## EXTRACT PROVIDED

Going Hypoxic
Posted on Jun 05, 2009 11:39:01 PM | Heather Smith | 0 Comments    |

 

Ok. That was cool. We just finished the hypoxia demonstration and that was just crazy. During  pressure change from ground level to 25,000 feet my ears popped and popped and popped some more. It was a lot like being in a commercial plane but instead of one or two pops they just kept doing it.

When we got to 25,000 feet, my group was the first to take off our oxygen masks. They gave us a clipboard of questions to answer, a few simple math problems, and place to write observations about what I was feeling. At one minute, I wrote that I felt floaty, that my vision was weird and that my ears were burning. At two minutes I only wrote one symptom: tingly. I wrote nothing at three minutes but I think it was because I was starting to feel the mental affects and couldn’t understand what I needed to be doing. I remember trying to do the simple math problems – like 46+78 and 90-17 – and choosing not to do the subtraction problem because it was hard. Similarly, when I was asked to list the presidents in reverse order, starting with the current one, I could only go back two presidencies and then was unsure, and not because I didn’t know I just couldn’t process it.

## DIRECTIONS FOR THIS TASK
Can you retype the whole hypoxia post, character for character? Rely on the hypoxia post alone.

## DATASET RECORDS
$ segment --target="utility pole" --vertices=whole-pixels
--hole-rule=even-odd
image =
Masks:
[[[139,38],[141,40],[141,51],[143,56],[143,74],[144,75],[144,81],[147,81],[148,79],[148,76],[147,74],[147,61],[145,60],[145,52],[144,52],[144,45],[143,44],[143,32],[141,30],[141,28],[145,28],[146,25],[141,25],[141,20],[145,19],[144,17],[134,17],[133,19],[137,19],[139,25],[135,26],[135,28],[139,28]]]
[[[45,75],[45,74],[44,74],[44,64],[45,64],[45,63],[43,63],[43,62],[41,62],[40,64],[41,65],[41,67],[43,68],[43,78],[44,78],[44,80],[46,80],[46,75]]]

## RESPONSE
Going Hypoxic
Posted on Jun 05, 2009 11:39:01 PM | Heather Smith | 0 Comments    |

 

Ok. That was cool. We just finished the hypoxia demonstration and that was just crazy. During  pressure change from ground level to 25,000 feet my ears popped and popped and popped some more. It was a lot like being in a commercial plane but instead of one or two pops they just kept doing it.

When we got to 25,000 feet, my group was the first to take off our oxygen masks. They gave us a clipboard of questions to answer, a few simple math problems, and place to write observations about what I was feeling. At one minute, I wrote that I felt floaty, that my vision was weird and that my ears were burning. At two minutes I only wrote one symptom: tingly. I wrote nothing at three minutes but I think it was because I was starting to feel the mental affects and couldn’t understand what I needed to be doing. I remember trying to do the simple math problems – like 46+78 and 90-17 – and choosing not to do the subtraction problem because it was hard. Similarly, when I was asked to list the presidents in reverse order, starting with the current one, I could only go back two presidencies and then was unsure, and not because I didn’t know I just couldn’t process it.